**Explore the material**
**a)** Reproduce, word for word, the portion of the egg donation thread between "## Michala (Nov" and "But here goes...........", inclusive.
**b)** Resume the egg donation thread from the point at which it stops.

**Passage**
# A big (scary) hello from a newbie!



## Michala (Nov 5, 2009)

Just joined and wanted to say a big hello to everyone!   
You have to excuse me as this is a bit scary telling my story to strangers through the crazy gernomous web! But here goes...........
I'm 37 years old (same age as my partner of 3 years) and we are currently on the waiting list for Egg Donation. We are in this situation as I have had all but my womb removed since the age of 25. I experienced a lot of problems as soon as mestruation started at 14! I suffered quite bad with PCOS, and by the time I reached 22 I had tumours growing due to a conditon called Leiomyomia. I eventually got so ill, I had to have one side removed (tumours,tubes and ovaries) but unfortunately within a year I was back due to  more tumours growing, so the other side was removed. The doctors did leave with my womb in the hope that one day I would be in the position that I am today.
We are currently on the waiting list for Egg Donation, as this is the only possible way I can achieve my dream and have a child with someone I love very much and want to have a family with.  
I have had much longer time than my partner to accept this, and I do feel for him sometimes. He loves me very much, but he is as desperate as I am, and sometimes this whole process is very stressful and frustrating. We try to do as much as we can advertising and promotion wise, but having the feeling that you are reliant on a rare occasion where someone else somewhere making that selfless beautiful decision to donate their eggs to help someone like us can feel a little constricted!   Our clinic (in Bristol) has quite a low rate of donated eggs, and that waiting can be much longer.
We joined this group, as despite family and friends desperately trying to appease the pain anyone suffering infertility feels, they do not understand as much as another person who has suffered any kind of infertility difficulties. There are so many highs and lows, and finding someone who understands how you are feeling has to be a help!   Some days I find I can cope and get through great, but some days I feel so low and just like I am smacking my head on a brick wall!  
Any help or advice anyone can provide would be really appreciated - especially any advice as to what else we oursleves can do whilst on the waiting list. Did anyone out there find a good way to advertise, or any ideas as to maybe somewhere we're not trying.  
But we are also here to share a hug or a rant if we can help as much as we can! Sometimes just knowing someone gets how you are feeling is a help   We hope to share as much as we can.
Michala & Aly


----------



## Tiny21 (Jul 24, 2007)

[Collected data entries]

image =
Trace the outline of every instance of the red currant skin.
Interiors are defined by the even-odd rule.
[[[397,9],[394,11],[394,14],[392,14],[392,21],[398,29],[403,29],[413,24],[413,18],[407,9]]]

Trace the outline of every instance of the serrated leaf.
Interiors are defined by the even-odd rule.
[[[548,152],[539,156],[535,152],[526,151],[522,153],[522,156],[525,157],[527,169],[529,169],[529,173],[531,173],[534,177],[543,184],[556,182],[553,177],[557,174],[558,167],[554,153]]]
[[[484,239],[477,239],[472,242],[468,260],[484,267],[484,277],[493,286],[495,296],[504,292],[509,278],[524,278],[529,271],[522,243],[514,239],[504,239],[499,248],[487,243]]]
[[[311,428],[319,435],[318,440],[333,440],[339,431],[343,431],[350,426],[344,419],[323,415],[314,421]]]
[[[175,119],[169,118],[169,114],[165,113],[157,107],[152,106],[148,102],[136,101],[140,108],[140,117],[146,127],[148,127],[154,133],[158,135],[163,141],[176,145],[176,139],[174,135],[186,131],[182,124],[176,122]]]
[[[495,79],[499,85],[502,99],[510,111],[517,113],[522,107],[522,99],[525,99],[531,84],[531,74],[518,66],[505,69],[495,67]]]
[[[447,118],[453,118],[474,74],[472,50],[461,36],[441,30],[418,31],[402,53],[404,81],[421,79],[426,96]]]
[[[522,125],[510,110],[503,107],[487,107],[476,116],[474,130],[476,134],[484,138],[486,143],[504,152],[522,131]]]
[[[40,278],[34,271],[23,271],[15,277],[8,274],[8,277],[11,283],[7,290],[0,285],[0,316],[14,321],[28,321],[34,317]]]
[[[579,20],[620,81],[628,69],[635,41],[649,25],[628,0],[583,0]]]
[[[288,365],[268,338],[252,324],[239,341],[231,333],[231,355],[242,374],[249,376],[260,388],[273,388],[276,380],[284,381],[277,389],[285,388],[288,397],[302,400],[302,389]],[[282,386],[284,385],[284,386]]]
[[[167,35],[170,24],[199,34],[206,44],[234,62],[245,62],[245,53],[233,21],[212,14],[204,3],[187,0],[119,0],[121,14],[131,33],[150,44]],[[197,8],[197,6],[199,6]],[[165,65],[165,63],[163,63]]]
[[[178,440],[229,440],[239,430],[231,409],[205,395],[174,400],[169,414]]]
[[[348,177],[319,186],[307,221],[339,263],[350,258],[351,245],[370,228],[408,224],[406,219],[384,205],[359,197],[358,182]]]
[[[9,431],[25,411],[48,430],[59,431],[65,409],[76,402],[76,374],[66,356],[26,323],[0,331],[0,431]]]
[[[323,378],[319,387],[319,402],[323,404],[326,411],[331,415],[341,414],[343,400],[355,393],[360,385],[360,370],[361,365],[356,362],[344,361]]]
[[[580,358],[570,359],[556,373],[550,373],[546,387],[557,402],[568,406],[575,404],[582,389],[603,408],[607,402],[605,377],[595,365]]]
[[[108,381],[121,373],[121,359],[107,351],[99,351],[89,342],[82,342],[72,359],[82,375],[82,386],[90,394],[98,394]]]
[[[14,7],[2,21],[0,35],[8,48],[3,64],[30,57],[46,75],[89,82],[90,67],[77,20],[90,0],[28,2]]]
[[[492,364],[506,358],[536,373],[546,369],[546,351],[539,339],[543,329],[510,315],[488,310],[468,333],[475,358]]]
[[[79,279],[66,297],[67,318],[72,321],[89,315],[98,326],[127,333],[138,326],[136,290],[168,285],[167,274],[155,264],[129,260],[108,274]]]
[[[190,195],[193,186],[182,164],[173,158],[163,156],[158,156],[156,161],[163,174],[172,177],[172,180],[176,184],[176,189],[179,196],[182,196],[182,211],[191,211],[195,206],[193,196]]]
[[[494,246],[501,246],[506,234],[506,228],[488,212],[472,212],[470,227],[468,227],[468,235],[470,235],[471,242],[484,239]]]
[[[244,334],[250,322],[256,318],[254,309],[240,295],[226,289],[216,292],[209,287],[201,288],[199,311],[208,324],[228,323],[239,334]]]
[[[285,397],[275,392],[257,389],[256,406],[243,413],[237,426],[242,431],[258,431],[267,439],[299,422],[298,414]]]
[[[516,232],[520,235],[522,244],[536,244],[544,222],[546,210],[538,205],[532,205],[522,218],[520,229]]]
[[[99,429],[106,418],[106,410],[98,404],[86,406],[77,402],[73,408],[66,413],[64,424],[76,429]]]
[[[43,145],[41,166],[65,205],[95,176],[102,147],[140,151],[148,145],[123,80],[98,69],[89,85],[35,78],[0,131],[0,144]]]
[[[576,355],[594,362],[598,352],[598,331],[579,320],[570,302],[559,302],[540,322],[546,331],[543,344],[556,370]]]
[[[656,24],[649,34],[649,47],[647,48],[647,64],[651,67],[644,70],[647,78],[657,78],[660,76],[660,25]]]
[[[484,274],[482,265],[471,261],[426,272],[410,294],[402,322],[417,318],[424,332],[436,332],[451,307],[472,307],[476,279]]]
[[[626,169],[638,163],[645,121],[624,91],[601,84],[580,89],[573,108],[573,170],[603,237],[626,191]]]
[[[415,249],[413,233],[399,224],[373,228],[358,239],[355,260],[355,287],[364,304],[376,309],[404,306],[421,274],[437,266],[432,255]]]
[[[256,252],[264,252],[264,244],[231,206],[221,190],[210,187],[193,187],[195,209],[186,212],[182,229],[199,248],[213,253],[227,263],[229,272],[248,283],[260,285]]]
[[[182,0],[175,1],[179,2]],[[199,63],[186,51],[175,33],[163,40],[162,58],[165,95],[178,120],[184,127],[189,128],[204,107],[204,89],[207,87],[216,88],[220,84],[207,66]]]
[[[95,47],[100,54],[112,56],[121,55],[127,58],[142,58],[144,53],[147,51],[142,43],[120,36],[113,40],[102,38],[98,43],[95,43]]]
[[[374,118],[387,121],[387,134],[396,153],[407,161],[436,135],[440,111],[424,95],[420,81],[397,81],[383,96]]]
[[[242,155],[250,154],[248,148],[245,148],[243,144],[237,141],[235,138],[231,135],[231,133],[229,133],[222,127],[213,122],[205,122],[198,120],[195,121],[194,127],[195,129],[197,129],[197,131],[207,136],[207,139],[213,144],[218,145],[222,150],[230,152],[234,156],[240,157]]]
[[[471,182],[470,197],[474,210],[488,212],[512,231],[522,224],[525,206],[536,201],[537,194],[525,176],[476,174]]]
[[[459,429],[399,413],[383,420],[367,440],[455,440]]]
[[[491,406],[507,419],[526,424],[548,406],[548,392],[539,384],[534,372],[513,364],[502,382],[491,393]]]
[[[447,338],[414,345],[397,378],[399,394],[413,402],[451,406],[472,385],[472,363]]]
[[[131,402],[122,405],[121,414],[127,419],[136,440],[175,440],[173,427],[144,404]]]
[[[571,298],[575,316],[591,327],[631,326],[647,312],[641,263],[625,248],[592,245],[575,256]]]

**Task results**
**a)**
## Michala (Nov 5, 2009)

Just joined and wanted to say a big hello to everyone!   
You have to excuse me as this is a bit scary telling my story to strangers through the crazy gernomous web! But here goes...........

**b)**
Hi there and welcome
You have found a great site with a great bunch of people - you are right unless you in this position you cannot relate to it, however empathetic and sympathetic you are so it is good to have other support as well. 

I can't comment on egg donation but as you can see we were reliant on a sperm donor and had to wait and felt very out of control. We had to travel as our local clinic couldn't treat us and we did quite a bit of research to find out who had donors available and waiting list information etc.

I have honestly found the support on here to be invaluable and have made some really good friends. I am sure a moderator will be along to point you towards threads that will really help, I am not sure how I would have got through it all without FF. As you can see we have been blessed after 7 attempts and am now proudly waddling around with a 34 week bump - something I never thought would happen. But it is a hell of a journey and to think to have a sibling we would have to do it all again is something I am not even thinking about right now - I am focussing on our gorgeous little person who we hope to meet before Christmas. 

Ups and downs are totally normal and having somewhere like this to rant on is great. 

Good luck with it all and I hope you get some good info soon to help. 

Tiny x


----------



## Skybreeze (Apr 25, 2007)

To FF! 

Its great to have you here. FF is here to help you on your journey no matter how long or hard it may be. 
Please take a look at the Links below to help you around FF.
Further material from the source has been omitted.